INSTRUCTION: Rewrite the items below, changing each "query" to "label" and keeping everything else the same. Leave the pictures out of your answer.

[begin RECORDS SHOWN]

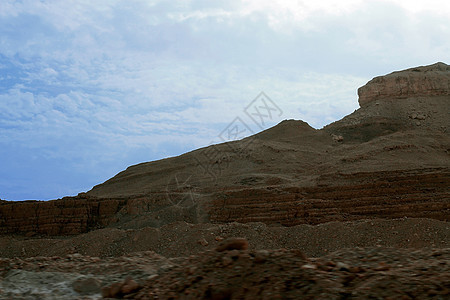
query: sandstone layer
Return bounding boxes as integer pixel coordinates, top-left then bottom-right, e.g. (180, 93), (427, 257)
(0, 63), (450, 236)
(358, 62), (450, 107)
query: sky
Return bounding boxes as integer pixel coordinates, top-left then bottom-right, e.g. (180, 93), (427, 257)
(0, 0), (450, 200)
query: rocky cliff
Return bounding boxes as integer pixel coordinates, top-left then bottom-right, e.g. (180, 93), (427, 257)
(358, 62), (450, 107)
(0, 63), (450, 235)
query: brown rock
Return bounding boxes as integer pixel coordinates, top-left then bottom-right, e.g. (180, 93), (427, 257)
(198, 238), (209, 247)
(72, 278), (100, 295)
(121, 278), (139, 295)
(358, 62), (450, 107)
(216, 238), (248, 252)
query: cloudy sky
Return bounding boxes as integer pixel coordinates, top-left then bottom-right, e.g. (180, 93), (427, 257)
(0, 0), (450, 200)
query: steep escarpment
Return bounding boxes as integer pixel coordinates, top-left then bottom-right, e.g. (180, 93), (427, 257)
(358, 62), (450, 107)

[end RECORDS SHOWN]

RESULT OF THIS EXERCISE:
label: sandstone layer
Return bounding boxes as integer pixel coordinates, top-left then bottom-right, e.g. (180, 93), (427, 257)
(0, 63), (450, 236)
(358, 62), (450, 107)
label: sky
Return bounding boxes as integer pixel coordinates, top-left then bottom-right, e.g. (180, 93), (427, 257)
(0, 0), (450, 200)
label: rocky cliff
Return bounding boxes as integer pixel coordinates, top-left then bottom-right, e.g. (180, 93), (427, 257)
(358, 62), (450, 107)
(0, 63), (450, 235)
label: brown rock
Return bounding boxes as integer pixel coordinates, top-left then bottom-right, e.g. (180, 93), (427, 257)
(198, 238), (209, 247)
(72, 278), (100, 295)
(121, 278), (139, 295)
(358, 62), (450, 107)
(216, 238), (248, 252)
label: cloudy sky
Return bounding boxes as integer pixel coordinates, top-left then bottom-right, e.g. (180, 93), (427, 257)
(0, 0), (450, 200)
label: steep escarpment
Return bounding boxes as integer pixel coordinates, top-left then bottom-right, e.g. (180, 93), (427, 257)
(358, 62), (450, 107)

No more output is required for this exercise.